PETIKAN TEKS →
##############################

Setiap sesuatu pasti mempunyai dampak negatif dan positif. Seperti halnya dampak dari modernisasi dan globalisasi. Khusunya di Indonesia, kaum minoritas di sana dianggap sebagai “orang-orang yang tersisih” dari perubahan yang terjadi. Dan itu juga terjadi pada sebagian kaum mayoritas. Mereka yang lemah yakni rentan ekonomi dan politik, lemah harkat dari kemanusiaannya. Hal ini seperti adanya sistem “hukum rimba” - yang kuat yang menjadi berkuasa-. Proses globalisasi yang terjadi dewasa ini memiliki pengaruh besar bagi perkembangan nilai agama. Keadaan ini mendapatkan sorotan yang beragam dari kalangan pemikir dan aktivis agama. Agama sebagai pandangan yang terdiri doktrin dan nilai, memberikan pengaruh besar pada kehidpuan masyarakat. Hal ini dibenarkan oleh para pemikir, diantaranya, Robert N. Bellah dan Jose Casanova, mereka membenarkan pentingnya peranan agama dalam kehidupan sosial politik masyarakat dunia.
Agama mempunyai peranan yang penting dan menjadi sebuah bagian tersendiri dalam kehidupan masyarakat. Hal itu mencakup dalam kehidupan sosial, politik, dan pribadi masyarakat itu sendiri. Agama sebagai sebuah ikatan satu dengan yang lain yang harus dipegang dan dipatuhi, karena hal itu akan membawa kebahagian dan keharmonisan bagi kehidupan masyarakat. Agama mampu menjawab masalah yang sedang melanda masyarakat. Dari masalah keluarga, sosial, dan politik.
Bagaimana Islam berbicara tetang kemiskinan, khususnya di Indonesia?
Hal inilah yang menjadi sebab tersendiri bagi penulis untuk membahas lebih lanjut dan detail mengenai persoalan tersebut yang akan dibahas dalam makalah ini. Penulis ingin mengenalkan apa itu islam, dan bagaimana Islam mengatasi dan menjawab persoalan yang sedang dirasakan masyarakat Indonesia yaitu kemiskinan.
B.     Teologi Islam Menjawab Kemiskinan
Agama seringkali menjadi tumpuan umat islam dalam menghadapi problem kehidupan. Menjadi tempat keluh kesah, pelipur lara dan lain-lain. Seakan-akan agama hanya dianggap sebagai wadah saja, tanpa adanya pandangan lain yang menyebutkan agama membantu dalam mewujudkan keshalehan sosial dalam kehidupan ini. Pandangan seperti inilah yang menyebabkan kemunduran dalam umat itu sendiri. Kurang memahami apa itu agama, bagaimana penerapannya dalam kehidupan ini. Maka dari itu, perlu adanya penekenan dalam memberikan pengertian mendalam tentang agama dan penerapannya dalam kehidupan ini.

##############################

CUPLIKAN BARIS →
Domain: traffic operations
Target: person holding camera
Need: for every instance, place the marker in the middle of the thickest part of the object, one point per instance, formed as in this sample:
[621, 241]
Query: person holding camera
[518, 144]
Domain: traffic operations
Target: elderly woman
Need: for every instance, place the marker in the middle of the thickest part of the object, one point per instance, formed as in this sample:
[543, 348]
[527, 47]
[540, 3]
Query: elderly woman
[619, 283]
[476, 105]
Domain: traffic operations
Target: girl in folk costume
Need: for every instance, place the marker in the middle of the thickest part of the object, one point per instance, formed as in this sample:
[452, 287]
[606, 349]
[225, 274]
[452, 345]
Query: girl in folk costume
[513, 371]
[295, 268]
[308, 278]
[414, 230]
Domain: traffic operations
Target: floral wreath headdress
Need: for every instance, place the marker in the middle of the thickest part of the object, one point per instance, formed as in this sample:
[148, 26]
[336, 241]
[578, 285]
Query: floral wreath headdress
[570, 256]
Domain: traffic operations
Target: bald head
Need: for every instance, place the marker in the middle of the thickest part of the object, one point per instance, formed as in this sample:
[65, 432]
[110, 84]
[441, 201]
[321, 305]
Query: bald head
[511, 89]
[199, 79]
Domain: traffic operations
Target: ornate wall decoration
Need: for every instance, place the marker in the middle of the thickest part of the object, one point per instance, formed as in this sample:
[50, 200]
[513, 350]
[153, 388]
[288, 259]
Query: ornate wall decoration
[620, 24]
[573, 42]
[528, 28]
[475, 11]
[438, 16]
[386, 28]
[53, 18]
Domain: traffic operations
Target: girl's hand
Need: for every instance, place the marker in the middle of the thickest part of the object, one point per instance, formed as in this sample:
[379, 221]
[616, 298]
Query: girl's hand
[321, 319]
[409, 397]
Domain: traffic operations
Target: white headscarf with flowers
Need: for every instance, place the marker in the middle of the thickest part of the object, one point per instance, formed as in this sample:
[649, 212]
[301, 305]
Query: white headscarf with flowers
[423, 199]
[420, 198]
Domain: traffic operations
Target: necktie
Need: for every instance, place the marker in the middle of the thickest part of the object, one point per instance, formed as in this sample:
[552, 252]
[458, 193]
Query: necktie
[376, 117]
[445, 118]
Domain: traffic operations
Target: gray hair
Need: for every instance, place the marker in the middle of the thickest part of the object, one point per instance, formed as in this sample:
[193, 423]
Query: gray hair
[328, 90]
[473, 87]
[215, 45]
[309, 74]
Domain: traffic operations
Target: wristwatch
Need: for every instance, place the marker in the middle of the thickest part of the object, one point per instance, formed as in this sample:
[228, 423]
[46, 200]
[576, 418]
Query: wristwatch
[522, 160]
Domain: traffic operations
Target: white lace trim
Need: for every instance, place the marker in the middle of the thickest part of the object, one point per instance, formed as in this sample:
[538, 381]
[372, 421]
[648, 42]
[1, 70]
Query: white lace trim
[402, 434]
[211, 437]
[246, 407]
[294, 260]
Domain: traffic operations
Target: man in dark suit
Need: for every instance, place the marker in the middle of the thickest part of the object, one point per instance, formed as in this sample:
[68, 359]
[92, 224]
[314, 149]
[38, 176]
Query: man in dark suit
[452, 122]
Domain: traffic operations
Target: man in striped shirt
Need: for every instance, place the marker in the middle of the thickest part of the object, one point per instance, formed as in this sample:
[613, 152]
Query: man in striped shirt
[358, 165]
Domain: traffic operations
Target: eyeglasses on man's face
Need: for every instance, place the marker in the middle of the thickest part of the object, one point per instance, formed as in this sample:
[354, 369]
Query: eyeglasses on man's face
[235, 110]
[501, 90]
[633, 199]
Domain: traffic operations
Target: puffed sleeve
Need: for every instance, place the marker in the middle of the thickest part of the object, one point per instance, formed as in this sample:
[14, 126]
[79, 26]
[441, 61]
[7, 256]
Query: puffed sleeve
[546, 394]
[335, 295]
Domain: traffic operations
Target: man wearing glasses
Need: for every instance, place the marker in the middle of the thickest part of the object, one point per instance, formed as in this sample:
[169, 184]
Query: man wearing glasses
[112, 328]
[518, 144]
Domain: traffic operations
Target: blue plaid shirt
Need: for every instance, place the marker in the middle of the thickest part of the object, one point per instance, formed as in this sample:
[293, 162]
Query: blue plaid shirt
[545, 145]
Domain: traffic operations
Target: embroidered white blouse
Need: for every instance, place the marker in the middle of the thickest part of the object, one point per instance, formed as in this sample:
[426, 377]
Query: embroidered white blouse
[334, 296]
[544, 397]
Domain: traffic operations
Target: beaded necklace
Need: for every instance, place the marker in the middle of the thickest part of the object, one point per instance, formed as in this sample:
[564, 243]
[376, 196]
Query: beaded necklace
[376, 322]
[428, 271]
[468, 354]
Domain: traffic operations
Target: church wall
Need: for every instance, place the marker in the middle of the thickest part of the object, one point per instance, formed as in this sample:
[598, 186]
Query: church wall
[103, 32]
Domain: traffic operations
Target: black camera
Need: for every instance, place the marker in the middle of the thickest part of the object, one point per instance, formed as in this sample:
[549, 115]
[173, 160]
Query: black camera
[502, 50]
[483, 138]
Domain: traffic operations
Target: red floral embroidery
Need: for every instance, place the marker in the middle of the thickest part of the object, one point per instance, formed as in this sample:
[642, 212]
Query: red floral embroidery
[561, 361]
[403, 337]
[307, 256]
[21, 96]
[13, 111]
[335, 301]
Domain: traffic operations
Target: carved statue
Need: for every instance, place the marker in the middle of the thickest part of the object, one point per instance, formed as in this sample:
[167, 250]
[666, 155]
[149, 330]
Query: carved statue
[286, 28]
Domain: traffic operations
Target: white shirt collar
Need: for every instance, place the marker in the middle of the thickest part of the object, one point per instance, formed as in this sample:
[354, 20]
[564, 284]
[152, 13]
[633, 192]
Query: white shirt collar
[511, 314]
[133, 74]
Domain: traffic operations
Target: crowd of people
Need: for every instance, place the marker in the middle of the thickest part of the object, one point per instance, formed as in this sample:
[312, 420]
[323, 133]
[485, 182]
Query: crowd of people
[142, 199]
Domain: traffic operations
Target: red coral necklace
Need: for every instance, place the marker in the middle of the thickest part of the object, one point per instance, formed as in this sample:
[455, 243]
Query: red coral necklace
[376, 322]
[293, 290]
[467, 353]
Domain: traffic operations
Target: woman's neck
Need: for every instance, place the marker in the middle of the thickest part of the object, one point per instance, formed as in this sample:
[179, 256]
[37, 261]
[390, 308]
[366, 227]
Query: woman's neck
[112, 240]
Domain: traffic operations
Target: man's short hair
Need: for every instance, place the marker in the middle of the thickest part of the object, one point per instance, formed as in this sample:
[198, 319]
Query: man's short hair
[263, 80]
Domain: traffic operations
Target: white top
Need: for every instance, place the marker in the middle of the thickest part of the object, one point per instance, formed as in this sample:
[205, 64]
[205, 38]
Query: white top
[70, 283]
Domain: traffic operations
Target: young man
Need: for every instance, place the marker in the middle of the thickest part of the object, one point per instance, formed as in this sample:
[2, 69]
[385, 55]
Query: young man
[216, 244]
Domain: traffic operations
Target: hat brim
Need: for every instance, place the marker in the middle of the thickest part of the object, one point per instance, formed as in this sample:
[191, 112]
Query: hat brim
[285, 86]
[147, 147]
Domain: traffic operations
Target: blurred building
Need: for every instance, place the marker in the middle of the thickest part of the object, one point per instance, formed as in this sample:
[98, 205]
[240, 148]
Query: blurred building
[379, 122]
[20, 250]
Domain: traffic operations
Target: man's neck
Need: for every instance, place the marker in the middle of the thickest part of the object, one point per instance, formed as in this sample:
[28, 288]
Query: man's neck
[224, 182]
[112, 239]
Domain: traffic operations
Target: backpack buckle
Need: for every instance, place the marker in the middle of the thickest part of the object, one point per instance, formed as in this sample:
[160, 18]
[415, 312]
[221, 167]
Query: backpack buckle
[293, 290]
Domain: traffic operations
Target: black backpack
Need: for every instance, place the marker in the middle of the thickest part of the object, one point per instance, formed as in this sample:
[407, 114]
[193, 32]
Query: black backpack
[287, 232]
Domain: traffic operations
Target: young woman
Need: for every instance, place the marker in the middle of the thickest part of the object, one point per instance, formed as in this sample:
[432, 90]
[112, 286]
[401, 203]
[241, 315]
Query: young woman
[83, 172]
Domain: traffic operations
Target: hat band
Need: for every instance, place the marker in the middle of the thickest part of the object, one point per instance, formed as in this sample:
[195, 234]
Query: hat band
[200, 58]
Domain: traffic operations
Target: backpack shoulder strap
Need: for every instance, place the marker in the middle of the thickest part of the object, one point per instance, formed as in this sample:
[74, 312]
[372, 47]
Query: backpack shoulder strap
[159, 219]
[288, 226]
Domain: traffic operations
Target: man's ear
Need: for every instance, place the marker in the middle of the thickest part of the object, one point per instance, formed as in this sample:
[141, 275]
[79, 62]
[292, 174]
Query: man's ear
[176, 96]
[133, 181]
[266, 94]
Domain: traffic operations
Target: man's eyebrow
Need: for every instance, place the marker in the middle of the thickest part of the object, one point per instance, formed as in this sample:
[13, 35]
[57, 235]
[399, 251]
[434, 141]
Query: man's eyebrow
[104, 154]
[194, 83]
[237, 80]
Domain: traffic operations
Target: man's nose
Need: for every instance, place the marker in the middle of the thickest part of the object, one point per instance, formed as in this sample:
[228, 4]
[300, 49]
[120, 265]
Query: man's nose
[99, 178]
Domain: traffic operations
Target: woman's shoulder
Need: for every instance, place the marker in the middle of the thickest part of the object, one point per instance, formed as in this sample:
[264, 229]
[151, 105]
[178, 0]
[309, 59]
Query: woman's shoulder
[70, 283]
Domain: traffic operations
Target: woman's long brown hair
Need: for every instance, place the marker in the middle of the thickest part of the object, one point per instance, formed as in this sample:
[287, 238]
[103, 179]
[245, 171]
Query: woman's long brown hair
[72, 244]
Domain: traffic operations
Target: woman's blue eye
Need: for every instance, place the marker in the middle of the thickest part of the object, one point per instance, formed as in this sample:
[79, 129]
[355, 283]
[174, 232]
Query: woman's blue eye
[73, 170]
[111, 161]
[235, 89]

##############################

SOAL → Salin kembali bagian petikan tentang agama dan kemiskinan, mulai dari "Agama mempunyai peranan" hingga "khususnya di Indonesia?", kata demi kata tanpa perubahan. Baris-baris di atas merupakan bahan tersendiri yang terpisah dari petikan.

JAWABAN BENAR →
Agama mempunyai peranan yang penting dan menjadi sebuah bagian tersendiri dalam kehidupan masyarakat. Hal itu mencakup dalam kehidupan sosial, politik, dan pribadi masyarakat itu sendiri. Agama sebagai sebuah ikatan satu dengan yang lain yang harus dipegang dan dipatuhi, karena hal itu akan membawa kebahagian dan keharmonisan bagi kehidupan masyarakat. Agama mampu menjawab masalah yang sedang melanda masyarakat. Dari masalah keluarga, sosial, dan politik.
Bagaimana Islam berbicara tetang kemiskinan, khususnya di Indonesia?